Copy the material below, from its first line through the line containing "Now the thin", keeping both ends. Leave the pictures out of your copy.

** BEGIN **

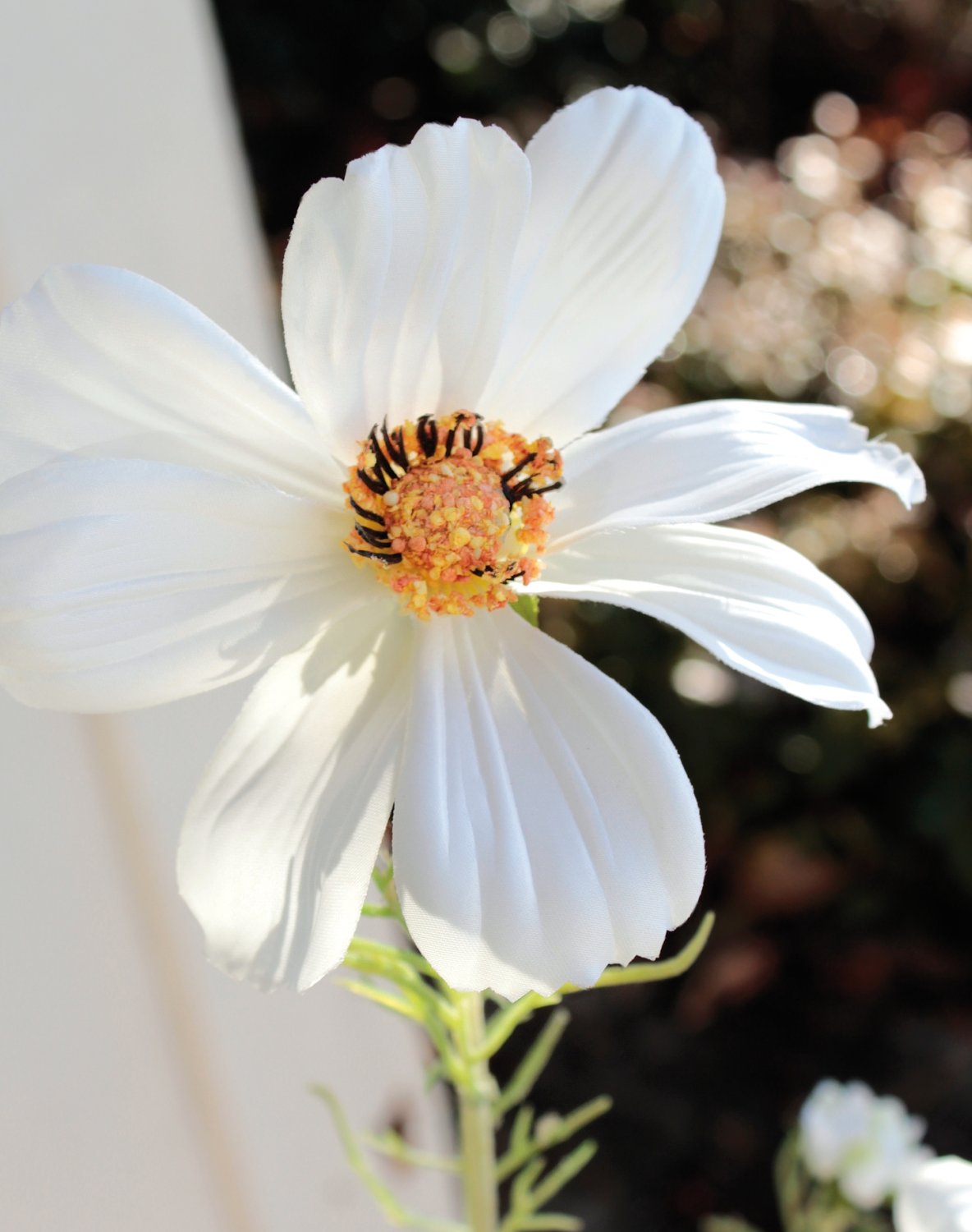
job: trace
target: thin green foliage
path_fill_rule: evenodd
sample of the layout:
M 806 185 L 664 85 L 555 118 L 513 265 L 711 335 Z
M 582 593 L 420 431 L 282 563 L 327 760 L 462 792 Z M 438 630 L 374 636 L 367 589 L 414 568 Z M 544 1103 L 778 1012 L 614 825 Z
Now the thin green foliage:
M 446 1082 L 460 1105 L 461 1142 L 456 1156 L 439 1156 L 419 1149 L 400 1135 L 387 1131 L 358 1140 L 338 1104 L 325 1088 L 314 1088 L 328 1105 L 349 1164 L 375 1198 L 394 1227 L 424 1228 L 426 1232 L 581 1232 L 583 1223 L 570 1215 L 545 1211 L 590 1162 L 597 1149 L 593 1138 L 568 1148 L 551 1161 L 552 1152 L 567 1148 L 572 1138 L 611 1108 L 606 1096 L 588 1100 L 572 1112 L 537 1116 L 526 1103 L 543 1073 L 570 1019 L 562 1004 L 583 992 L 567 986 L 549 997 L 529 993 L 516 1002 L 489 994 L 493 1011 L 484 1016 L 484 998 L 456 993 L 429 962 L 410 946 L 402 907 L 394 888 L 391 859 L 375 870 L 381 897 L 370 904 L 370 917 L 395 920 L 404 933 L 403 946 L 367 938 L 355 938 L 346 966 L 357 978 L 344 986 L 411 1023 L 429 1036 L 434 1056 L 427 1067 L 426 1087 Z M 691 941 L 674 957 L 609 968 L 595 987 L 654 983 L 687 971 L 701 954 L 712 929 L 712 915 L 703 918 Z M 533 1044 L 506 1087 L 498 1089 L 489 1062 L 519 1026 L 538 1011 L 552 1009 Z M 495 1156 L 495 1131 L 511 1116 L 505 1152 Z M 429 1168 L 463 1178 L 467 1222 L 427 1218 L 405 1210 L 371 1168 L 366 1151 L 414 1168 Z M 498 1194 L 509 1184 L 506 1211 L 500 1216 Z M 728 1230 L 727 1230 L 728 1232 Z M 790 1230 L 796 1232 L 796 1230 Z

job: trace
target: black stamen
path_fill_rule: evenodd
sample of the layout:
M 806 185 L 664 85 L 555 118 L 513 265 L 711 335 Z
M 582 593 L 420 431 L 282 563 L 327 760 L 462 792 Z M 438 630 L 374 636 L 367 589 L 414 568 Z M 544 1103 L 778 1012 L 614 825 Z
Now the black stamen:
M 375 451 L 376 474 L 382 474 L 382 473 L 387 474 L 389 483 L 394 483 L 397 479 L 400 479 L 402 477 L 395 474 L 394 467 L 384 456 L 384 453 L 382 453 L 382 447 L 381 445 L 378 445 L 378 431 L 376 428 L 372 428 L 371 432 L 368 434 L 368 440 L 371 441 L 371 447 Z
M 388 535 L 386 531 L 373 531 L 367 526 L 362 526 L 361 522 L 355 522 L 355 530 L 365 540 L 366 543 L 371 543 L 372 547 L 391 547 L 388 541 Z
M 361 505 L 355 500 L 354 496 L 347 498 L 351 501 L 351 508 L 357 514 L 358 517 L 363 517 L 370 522 L 376 522 L 378 526 L 384 526 L 384 519 L 381 514 L 372 514 L 368 509 L 362 509 Z
M 400 564 L 400 552 L 366 552 L 363 547 L 349 547 L 352 556 L 366 556 L 371 561 L 386 561 L 388 564 Z
M 421 451 L 430 458 L 439 448 L 439 425 L 431 415 L 423 415 L 416 426 Z
M 358 467 L 357 477 L 365 487 L 371 488 L 377 496 L 383 496 L 386 492 L 388 492 L 388 484 L 381 474 L 370 476 L 367 471 L 362 471 L 361 467 Z
M 503 495 L 511 505 L 515 505 L 517 500 L 522 500 L 524 496 L 530 492 L 530 483 L 531 480 L 529 478 L 521 479 L 519 483 L 515 483 L 511 488 L 504 483 Z
M 405 447 L 402 444 L 402 429 L 397 429 L 394 432 L 388 431 L 388 420 L 382 421 L 382 440 L 384 441 L 384 451 L 388 457 L 403 471 L 408 471 L 408 455 L 405 453 Z
M 500 476 L 503 482 L 508 483 L 510 479 L 512 479 L 512 477 L 517 473 L 517 471 L 522 471 L 525 466 L 530 466 L 530 463 L 533 461 L 536 456 L 537 456 L 536 452 L 527 453 L 526 457 L 522 460 L 522 462 L 517 462 L 516 466 L 512 467 L 511 469 L 504 471 L 504 473 Z

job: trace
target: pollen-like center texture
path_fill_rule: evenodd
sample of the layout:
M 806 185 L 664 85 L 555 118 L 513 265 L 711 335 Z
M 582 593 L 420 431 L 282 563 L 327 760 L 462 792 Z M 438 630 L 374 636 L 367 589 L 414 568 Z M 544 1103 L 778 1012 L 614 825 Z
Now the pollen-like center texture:
M 472 616 L 541 570 L 563 466 L 553 445 L 460 410 L 375 426 L 345 483 L 347 548 L 416 616 Z

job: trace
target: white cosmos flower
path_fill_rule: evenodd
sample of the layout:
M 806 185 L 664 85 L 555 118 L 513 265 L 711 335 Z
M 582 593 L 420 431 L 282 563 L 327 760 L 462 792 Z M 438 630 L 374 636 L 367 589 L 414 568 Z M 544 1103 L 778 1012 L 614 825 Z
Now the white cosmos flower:
M 865 1211 L 892 1198 L 931 1156 L 920 1146 L 921 1117 L 862 1082 L 817 1083 L 800 1111 L 800 1135 L 811 1175 L 836 1181 L 843 1195 Z
M 972 1232 L 972 1163 L 941 1156 L 914 1168 L 894 1200 L 896 1232 Z
M 510 610 L 418 620 L 402 598 L 421 599 L 421 568 L 402 598 L 382 584 L 419 537 L 375 501 L 394 511 L 408 482 L 399 513 L 425 508 L 450 424 L 471 446 L 456 530 L 472 535 L 479 467 L 504 500 L 494 537 L 466 547 L 506 554 L 452 586 L 423 537 L 427 593 L 496 604 L 543 564 L 535 594 L 636 607 L 798 697 L 887 716 L 856 604 L 795 552 L 710 524 L 833 480 L 919 500 L 907 457 L 830 407 L 711 402 L 585 435 L 691 309 L 722 205 L 694 121 L 599 90 L 525 153 L 495 127 L 429 126 L 310 188 L 283 270 L 297 393 L 118 270 L 54 270 L 4 314 L 7 687 L 111 711 L 267 669 L 179 853 L 225 971 L 306 988 L 339 963 L 393 804 L 405 917 L 461 989 L 590 983 L 654 957 L 697 901 L 699 813 L 655 719 Z M 378 457 L 361 442 L 382 423 Z M 363 542 L 342 490 L 357 466 L 377 489 Z M 561 466 L 563 487 L 532 496 Z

** END **

Full output:
job: trace
target: thin green foliage
path_fill_rule: evenodd
sample of the layout:
M 806 185 L 664 85 L 555 118 L 513 265 L 711 335 Z
M 582 593 L 420 431 L 282 563 L 327 760 L 462 792 Z M 438 630 L 374 636 L 367 589 L 414 568 Z M 544 1103 L 778 1012 L 614 825 Z
Now the thin green foliage:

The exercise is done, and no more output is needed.